[Passage to read]
· · ·

NFT Craze Sent, gas, ethereum, eth


Ethereum’s supply could shrink after the new ETH 2.0 upgrade as the EIP-1559 added deflationary pressure to the coin so let’s read more in our latest Ethereum news today.

There is now over 118 million ETH in circulation and even though there’s no supply cap on the crypto, don’t expect the number to get higher. According to the simulations from ETH tracker Ultrasound Money, after the PoS transition, Ethereum’s supply could shrink and is set to decline 2% annually and if the rates hold, the blockchain will start burning more ETH than it produces with every new block. At the start of August, ETH developers hit the “go” button on the biggest upgrades ever to the blockchain. The London hark fork and the EIP-1559 an ETH improvement proposal that upped the block size to help combat the congestion on the network and destroyed the transaction fees rather than sending them to the miners.

The goal was to put deflationary pressure on the asset that has a circulating supply six times bigger than Bitcoin’s and this has been achieved already. According to the stats from Watch the Burn, there is about a 57% reduction to the ETH issuance up to date with more than 1.1 million coins being distributed as block rewards to miners and 630,000 have been burned. When ETH undergoes the transformation into ETH 2.0, the deflationary pressure can turn into deflation. ETH relies upon miners to validate and to process the transactions as BTC does and the Proof of work method is going to be replaced by the proof of stake when ETH holders will lock up their coins to secure the network and to get rewards in return.

· · ·

[Exercise goal]
Extract the passage in the Ethereum supply article from "NFT Craze Sent, gas, ethereum, eth" up to and including "Ethereum news today.", copying it word for word.

[Information provided]

· · ·

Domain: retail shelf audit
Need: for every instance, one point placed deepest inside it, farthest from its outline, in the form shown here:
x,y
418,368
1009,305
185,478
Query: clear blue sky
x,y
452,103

· · ·

[Right answer]
NFT Craze Sent, gas, ethereum, eth


Ethereum’s supply could shrink after the new ETH 2.0 upgrade as the EIP-1559 added deflationary pressure to the coin so let’s read more in our latest Ethereum news today.